## Task
Continue the news article on undisclosed accidents at U.S. biolabs, starting right after its last sentence.

## Source passage
(Molly Bruns, Headline USA) A recent investigation by The Intercept and other media watchdogs has revealed that hundreds of accidents recorded at biolabs all over the nation were not disclosed to the public.
The revelation comes at a time of increased scrutiny of the scientific community’s practices—and those of biolabs in particular—following the 2019 leak at China’s Wuhan Institute of Virology that resulted in the devastating COVID-19 pandemic.
The research is believed to have involved so-called gain-of-function experiments that were banned in the U.S. but funded nonetheless by the National Institutes of Health, under the supervision of Anthony Fauci and others who later attempted to cover-up their involvment.
While many of the U.S. occurrences did not cause any harm, some led to scientists getting sick or exposing possible pandemic pathogens to society.
The pages revealed a “litany of mishaps,” some involving “deadly or debilitating viruses.”
A graduate researcher at Washington University in St. Louis, Missouri, was treating a mouse that was infected with the Chikungunya virus when the needle slipped and pricked her skin through two layers of protective gloves.
Because the injury did not draw blood, she believed herself to be fine. However, in the next few days she started exhibiting symptoms and reported to the lab what had happened.
Other cases involved test animals escaping and running about the building or test tubes being spilled.
Situations were usually dealt with before they got out of control, but the possibility of an outbreak did raise concerns about how labs were run.

## Provided information
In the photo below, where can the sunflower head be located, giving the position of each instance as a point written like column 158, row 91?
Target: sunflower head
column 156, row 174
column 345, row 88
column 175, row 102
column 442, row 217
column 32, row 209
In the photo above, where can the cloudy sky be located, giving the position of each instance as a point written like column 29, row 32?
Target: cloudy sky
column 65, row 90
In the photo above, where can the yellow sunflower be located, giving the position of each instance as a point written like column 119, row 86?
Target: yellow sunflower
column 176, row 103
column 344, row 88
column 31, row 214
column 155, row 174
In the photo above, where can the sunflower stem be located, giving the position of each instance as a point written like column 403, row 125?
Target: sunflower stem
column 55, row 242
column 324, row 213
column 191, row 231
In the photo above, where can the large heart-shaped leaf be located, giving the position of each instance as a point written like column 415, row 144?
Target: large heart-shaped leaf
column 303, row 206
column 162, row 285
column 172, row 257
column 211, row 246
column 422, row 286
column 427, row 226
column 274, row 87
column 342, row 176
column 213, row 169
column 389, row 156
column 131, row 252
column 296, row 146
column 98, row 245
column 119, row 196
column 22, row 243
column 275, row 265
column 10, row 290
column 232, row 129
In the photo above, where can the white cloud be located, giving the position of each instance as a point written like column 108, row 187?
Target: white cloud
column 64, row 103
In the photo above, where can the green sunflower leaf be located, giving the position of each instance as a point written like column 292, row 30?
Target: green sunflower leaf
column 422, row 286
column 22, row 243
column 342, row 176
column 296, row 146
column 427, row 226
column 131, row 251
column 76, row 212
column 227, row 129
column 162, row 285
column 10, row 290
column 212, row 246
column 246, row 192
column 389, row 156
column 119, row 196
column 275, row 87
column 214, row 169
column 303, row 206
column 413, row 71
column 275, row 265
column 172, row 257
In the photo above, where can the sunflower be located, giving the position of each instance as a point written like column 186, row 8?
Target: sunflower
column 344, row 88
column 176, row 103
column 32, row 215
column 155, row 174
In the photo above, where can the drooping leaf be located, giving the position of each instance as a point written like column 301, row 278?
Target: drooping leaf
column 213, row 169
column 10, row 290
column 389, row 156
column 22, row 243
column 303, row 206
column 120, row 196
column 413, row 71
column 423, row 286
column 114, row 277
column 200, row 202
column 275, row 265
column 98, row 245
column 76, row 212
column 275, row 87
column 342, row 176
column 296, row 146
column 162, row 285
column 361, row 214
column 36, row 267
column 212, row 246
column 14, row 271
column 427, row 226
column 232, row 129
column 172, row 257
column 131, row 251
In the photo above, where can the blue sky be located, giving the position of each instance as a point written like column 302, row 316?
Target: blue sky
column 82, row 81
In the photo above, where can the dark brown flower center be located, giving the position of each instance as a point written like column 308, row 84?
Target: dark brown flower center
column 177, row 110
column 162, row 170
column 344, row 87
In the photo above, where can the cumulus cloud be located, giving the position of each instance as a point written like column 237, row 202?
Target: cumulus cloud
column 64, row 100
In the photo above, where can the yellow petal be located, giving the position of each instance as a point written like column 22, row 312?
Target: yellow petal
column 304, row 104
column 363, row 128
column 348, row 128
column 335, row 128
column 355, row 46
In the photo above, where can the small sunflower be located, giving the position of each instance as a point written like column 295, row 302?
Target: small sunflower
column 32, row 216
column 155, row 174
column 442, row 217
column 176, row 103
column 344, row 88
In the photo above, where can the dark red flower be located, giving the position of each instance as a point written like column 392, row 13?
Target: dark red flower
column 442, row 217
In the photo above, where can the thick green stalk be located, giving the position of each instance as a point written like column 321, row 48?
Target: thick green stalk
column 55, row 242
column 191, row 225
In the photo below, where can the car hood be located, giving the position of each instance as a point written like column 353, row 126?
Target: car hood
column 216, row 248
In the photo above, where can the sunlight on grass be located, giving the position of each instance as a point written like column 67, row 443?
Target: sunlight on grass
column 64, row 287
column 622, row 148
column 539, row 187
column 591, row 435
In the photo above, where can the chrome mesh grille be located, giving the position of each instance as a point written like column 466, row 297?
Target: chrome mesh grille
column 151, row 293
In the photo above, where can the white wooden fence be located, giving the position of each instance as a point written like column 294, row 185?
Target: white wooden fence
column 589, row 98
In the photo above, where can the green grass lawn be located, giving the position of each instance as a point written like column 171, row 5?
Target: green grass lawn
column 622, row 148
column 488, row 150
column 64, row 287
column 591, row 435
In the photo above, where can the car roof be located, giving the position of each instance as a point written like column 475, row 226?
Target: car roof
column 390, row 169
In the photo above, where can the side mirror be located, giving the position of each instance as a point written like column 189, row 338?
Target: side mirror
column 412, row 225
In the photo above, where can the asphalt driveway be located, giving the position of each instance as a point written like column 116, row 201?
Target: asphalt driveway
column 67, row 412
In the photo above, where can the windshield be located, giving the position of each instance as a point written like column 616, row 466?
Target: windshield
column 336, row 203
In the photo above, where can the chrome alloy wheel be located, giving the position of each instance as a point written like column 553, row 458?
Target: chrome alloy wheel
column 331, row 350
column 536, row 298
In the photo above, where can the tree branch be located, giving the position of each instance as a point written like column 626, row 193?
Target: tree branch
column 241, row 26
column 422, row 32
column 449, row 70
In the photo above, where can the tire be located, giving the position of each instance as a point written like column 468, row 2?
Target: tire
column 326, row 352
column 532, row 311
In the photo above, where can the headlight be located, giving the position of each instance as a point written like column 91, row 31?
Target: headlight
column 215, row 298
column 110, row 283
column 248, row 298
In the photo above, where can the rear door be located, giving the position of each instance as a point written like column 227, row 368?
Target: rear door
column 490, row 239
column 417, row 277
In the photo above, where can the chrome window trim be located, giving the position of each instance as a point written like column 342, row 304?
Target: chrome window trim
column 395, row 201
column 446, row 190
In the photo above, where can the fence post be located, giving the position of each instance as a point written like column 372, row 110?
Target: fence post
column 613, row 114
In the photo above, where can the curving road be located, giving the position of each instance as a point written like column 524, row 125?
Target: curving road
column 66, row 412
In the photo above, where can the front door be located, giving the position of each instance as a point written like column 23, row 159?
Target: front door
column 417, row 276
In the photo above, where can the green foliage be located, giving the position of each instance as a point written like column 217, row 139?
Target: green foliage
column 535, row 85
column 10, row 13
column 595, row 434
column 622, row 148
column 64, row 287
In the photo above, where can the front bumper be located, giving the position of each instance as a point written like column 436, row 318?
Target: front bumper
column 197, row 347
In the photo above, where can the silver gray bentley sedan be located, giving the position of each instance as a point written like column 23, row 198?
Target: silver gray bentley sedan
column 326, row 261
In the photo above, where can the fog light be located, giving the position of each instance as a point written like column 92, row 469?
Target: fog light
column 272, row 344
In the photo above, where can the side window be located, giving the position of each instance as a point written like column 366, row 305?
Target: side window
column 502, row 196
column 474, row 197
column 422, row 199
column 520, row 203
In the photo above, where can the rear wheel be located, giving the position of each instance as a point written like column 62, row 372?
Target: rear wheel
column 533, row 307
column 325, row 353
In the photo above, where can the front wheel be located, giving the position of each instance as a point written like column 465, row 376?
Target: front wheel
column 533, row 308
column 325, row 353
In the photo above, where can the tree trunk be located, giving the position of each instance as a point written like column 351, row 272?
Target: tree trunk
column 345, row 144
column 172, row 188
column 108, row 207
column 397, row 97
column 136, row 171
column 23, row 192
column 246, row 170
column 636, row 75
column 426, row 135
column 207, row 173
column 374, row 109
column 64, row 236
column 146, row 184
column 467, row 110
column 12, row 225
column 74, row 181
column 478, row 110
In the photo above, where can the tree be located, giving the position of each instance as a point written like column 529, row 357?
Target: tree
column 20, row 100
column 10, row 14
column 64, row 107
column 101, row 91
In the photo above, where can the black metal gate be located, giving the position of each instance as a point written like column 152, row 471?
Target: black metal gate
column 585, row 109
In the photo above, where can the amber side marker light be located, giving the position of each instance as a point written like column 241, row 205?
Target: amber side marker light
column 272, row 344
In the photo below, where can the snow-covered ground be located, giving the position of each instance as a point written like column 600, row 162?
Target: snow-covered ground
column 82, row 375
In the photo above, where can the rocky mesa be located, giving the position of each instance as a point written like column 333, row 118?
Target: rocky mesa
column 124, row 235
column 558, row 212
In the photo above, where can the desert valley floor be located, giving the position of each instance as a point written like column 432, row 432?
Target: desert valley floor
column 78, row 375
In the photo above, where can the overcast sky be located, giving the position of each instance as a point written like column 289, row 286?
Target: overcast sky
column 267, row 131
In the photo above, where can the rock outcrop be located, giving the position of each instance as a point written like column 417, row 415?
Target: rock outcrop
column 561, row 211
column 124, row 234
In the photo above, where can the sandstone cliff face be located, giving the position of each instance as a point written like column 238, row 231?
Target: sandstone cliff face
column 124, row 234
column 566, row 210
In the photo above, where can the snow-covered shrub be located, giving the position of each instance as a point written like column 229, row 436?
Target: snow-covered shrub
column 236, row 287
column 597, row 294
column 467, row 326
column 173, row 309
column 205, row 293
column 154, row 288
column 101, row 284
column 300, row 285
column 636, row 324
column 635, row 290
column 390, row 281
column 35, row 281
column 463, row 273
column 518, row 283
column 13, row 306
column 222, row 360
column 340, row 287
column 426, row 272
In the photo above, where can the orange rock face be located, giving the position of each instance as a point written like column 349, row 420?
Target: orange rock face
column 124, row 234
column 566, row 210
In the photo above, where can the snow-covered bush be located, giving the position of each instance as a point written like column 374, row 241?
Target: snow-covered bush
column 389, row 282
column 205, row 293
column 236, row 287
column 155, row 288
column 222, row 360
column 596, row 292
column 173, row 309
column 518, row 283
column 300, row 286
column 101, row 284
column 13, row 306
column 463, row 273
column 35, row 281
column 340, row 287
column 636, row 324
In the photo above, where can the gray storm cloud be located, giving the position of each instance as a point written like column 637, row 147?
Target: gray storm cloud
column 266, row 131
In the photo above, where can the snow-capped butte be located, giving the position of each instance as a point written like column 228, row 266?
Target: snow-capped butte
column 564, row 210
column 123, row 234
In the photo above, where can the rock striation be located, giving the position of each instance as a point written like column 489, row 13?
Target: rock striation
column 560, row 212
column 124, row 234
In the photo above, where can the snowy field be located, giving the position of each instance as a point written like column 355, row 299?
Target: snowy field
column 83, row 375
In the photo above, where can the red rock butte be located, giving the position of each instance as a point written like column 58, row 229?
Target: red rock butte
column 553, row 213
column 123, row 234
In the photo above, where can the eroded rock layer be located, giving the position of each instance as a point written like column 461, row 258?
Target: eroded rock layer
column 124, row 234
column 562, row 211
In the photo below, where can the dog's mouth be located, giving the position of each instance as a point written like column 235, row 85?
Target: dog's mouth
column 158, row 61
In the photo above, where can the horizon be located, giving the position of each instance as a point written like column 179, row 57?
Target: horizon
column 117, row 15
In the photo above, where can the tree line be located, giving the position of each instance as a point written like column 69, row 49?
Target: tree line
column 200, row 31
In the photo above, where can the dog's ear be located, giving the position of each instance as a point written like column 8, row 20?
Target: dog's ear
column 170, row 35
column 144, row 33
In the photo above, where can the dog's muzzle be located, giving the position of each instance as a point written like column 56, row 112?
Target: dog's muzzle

## Written reply
Many labs use extensive safety precautions like sealed perimeters, directional airflow, and full personal protective equipment, but none are completely immune to accidents.
There are some legal requirements and regulations regarding biolabs in the U.S., but the existing legislation has left several large loopholes.
For example, biolabs dealing with most pathogens are not required to register with the government, allowing private companies to undertake experiments as they please.
In the aftermath of the COVID pandemic, politicians are now calling for more regulations pertaining to biological experimentation.
Legislatures requested that the Department of Heath and Human Services, as well as the Department of Homeland Security address this issue and come up with a plan to address a potential pandemic should it come about again.
Since then, according to the FOIA investigation, biolabs across the country have been experimenting with dangerous pathogens, including a Maryland lab that created a more severe strain of monkeypox.